Document section ▸
=-=-=
But what can one do? If it is removed, it can function the other way round, that is, deterring people like me who would like to dedicate their free time in retirement to pursuing educational activities as ends in themselves…at least it functions to give older persons a sense of identity, something which they, that is we, have lost due to mandatory discriminatory policies…politicians never retire…why do they condemn other persons to idle time in their old age…if they tampered even with the U3E’s status, now that we have something in our favour, I would be very angry. Roger, 75 years

The U3E follows the liberal tradition and offers courses which are not intended to lead their participants to obtain economic and other maternal benefits although. Wellattended lectures included History and Appreciation of Art , Religions of the Mediterranean , Malta’s Middle Ages : Culture Switching , Europe and the Mediterranean in the Middle Ages , The Rise of Islam in the Mediterranean , and Malta Under British Rule. The tutors are non-U3E members and are either full-time or part-time university lecturers. They are engaged by the University and are paid

university rates. The dominant pedagogical style used in U3E lectures is didactic in format without allowing any possibility for any free discussion on the subject.

Discussion

Undoubtedly, the U3E serves as a major catalyst for the enhancement of the quality of its members’ lives. My fieldwork experience indicated that the U3E injects a sense of creativity, aids lonely older persons to resocialise themselves in society, develops amongst learners a lofty and progressive delight of life, and increases the level of social solidarity and integration between older persons.
=-=-=
Exercise set ▸
A. Answer these questions from the passage on the U3E:
(i) Who are the U3E tutors?
(ii) What is the dominant teaching style in U3E lectures?
(iii) How old is Roger?
B. In the passage on the U3E, what reason does Roger give for older persons losing a sense of identity, and what does he say the U3E does about this?
The entries have no role in this work.

(Position annotation records)
=-=-=
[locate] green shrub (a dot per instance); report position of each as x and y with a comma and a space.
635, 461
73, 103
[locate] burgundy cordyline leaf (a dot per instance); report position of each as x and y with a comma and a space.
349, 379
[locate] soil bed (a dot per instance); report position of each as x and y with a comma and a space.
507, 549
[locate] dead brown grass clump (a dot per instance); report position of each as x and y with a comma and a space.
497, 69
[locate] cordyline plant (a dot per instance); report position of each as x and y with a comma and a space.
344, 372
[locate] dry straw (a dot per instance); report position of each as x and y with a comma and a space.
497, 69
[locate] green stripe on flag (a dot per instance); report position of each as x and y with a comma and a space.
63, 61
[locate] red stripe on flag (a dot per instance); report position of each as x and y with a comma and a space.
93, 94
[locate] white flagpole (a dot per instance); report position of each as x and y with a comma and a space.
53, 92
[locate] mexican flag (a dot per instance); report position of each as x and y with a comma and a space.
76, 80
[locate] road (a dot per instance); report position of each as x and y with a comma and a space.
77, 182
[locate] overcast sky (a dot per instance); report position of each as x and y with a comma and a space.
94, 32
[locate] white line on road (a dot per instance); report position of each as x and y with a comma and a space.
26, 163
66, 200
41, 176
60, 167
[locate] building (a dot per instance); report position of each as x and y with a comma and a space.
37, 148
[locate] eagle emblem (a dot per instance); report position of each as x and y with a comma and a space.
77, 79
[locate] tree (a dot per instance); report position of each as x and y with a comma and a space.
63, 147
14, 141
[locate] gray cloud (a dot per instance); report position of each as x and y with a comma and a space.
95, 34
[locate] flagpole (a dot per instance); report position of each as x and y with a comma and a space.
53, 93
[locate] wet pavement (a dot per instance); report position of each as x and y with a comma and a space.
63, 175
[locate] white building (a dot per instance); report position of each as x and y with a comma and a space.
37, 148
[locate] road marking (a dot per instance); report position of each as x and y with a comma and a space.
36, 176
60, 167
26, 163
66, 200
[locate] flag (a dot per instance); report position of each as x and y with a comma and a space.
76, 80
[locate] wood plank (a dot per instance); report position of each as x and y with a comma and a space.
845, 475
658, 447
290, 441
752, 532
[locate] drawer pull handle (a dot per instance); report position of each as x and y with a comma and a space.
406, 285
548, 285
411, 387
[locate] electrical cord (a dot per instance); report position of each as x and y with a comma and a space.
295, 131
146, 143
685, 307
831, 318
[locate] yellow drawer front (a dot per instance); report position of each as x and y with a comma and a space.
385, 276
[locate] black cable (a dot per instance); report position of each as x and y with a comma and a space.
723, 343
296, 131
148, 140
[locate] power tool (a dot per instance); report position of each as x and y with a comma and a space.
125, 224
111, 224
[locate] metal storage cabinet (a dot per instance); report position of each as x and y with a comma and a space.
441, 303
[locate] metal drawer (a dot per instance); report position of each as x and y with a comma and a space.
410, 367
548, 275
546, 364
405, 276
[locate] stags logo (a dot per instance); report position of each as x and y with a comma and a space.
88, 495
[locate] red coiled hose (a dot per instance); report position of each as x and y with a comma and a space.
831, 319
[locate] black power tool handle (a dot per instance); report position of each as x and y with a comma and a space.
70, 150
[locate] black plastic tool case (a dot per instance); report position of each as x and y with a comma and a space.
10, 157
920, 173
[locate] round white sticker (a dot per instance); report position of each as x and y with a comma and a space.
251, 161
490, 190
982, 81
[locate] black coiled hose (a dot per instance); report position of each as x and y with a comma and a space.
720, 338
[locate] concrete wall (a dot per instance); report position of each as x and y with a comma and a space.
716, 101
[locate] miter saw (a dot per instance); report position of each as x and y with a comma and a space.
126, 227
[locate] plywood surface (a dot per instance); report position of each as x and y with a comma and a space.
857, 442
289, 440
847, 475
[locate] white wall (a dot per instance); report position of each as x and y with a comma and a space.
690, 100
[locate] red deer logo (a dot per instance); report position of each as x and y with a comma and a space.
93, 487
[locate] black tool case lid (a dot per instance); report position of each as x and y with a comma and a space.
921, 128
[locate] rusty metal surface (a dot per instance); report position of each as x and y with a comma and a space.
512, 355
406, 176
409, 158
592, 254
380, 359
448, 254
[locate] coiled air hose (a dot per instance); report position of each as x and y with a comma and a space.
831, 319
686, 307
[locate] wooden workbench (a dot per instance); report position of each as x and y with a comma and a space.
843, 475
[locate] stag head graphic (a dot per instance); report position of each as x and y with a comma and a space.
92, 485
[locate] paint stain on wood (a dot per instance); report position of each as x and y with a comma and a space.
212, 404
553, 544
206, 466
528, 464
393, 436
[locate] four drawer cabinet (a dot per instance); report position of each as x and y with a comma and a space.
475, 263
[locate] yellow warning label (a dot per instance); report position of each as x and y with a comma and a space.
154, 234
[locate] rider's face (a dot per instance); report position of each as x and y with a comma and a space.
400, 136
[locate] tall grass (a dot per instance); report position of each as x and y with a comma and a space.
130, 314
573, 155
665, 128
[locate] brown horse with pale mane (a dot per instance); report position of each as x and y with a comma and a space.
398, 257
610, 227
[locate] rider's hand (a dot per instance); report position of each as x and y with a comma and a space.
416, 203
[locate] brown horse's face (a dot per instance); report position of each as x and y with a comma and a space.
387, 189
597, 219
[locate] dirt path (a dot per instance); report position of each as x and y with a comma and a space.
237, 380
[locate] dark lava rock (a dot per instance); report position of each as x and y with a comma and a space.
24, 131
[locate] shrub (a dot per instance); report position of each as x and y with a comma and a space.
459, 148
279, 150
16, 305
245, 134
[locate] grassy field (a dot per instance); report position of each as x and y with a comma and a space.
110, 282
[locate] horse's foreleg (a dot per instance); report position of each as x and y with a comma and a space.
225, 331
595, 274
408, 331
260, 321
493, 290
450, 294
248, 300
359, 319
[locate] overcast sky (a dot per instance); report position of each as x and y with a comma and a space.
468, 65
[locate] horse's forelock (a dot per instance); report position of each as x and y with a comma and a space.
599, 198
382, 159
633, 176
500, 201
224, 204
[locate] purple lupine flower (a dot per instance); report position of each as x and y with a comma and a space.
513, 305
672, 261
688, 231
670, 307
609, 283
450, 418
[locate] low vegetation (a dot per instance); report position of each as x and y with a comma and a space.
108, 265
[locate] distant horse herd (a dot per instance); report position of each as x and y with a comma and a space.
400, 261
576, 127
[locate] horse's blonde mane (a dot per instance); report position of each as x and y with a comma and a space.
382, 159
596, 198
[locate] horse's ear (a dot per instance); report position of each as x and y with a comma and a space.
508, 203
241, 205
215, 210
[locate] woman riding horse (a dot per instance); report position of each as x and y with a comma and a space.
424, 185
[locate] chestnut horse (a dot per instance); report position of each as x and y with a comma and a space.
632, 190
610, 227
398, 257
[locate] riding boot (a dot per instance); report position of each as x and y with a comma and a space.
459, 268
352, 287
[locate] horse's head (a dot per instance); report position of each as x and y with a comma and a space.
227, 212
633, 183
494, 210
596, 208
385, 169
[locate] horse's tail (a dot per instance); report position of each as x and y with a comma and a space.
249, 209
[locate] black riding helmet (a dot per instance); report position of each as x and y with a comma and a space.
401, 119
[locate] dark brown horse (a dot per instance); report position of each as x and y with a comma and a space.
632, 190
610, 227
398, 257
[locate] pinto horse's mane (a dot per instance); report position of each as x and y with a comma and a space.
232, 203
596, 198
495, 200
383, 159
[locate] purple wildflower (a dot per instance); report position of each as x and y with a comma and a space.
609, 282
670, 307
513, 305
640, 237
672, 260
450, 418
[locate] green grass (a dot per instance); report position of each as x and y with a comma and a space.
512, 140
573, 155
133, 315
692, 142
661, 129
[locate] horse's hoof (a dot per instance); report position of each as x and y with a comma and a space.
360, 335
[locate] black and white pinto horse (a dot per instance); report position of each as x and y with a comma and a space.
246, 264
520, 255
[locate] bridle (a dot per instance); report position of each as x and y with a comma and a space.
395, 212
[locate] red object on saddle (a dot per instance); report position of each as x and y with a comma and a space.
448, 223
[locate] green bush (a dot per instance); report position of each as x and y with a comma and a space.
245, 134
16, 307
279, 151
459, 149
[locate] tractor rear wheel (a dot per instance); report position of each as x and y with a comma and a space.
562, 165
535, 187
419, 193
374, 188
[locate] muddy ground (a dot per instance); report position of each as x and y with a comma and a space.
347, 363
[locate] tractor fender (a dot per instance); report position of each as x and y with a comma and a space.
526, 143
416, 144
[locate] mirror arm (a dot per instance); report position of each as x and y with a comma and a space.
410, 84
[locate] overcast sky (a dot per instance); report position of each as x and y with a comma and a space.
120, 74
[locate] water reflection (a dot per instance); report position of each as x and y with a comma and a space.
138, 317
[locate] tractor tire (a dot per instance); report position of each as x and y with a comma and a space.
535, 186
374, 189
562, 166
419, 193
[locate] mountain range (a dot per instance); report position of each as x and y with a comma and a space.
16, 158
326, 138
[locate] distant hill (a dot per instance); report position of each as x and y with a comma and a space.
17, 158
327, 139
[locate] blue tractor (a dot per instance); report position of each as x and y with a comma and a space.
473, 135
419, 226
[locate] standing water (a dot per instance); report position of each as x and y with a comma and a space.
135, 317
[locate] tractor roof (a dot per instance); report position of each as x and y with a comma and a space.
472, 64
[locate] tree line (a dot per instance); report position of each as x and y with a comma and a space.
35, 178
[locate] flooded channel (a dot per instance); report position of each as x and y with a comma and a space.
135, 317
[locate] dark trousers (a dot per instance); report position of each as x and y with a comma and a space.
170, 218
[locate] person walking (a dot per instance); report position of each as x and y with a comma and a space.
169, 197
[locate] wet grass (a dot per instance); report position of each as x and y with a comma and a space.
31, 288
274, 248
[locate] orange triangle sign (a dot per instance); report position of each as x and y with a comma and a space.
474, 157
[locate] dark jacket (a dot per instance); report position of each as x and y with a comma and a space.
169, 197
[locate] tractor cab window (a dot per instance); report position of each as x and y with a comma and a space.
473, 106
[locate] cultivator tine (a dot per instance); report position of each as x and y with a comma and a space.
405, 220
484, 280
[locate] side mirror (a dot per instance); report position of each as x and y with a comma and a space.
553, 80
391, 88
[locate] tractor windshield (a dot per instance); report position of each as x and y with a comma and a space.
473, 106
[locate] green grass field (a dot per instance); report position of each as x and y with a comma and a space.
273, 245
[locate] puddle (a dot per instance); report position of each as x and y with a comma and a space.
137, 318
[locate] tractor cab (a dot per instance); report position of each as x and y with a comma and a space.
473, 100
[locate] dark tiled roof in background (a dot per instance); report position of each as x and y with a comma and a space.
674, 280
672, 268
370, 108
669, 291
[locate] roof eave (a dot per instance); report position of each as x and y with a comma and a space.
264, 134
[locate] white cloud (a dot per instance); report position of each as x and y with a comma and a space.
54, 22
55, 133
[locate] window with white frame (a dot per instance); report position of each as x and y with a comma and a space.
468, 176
=-=-=
Answers to the exercises ▸
A.
(i) They are non-U3E members who are full-time or part-time university lecturers.
(ii) It is didactic and allows no free discussion of the subject.
(iii) He is 75.

B. Roger blames mandatory discriminatory policies for older persons losing a sense of identity. He says the U3E at least gives them that sense of identity.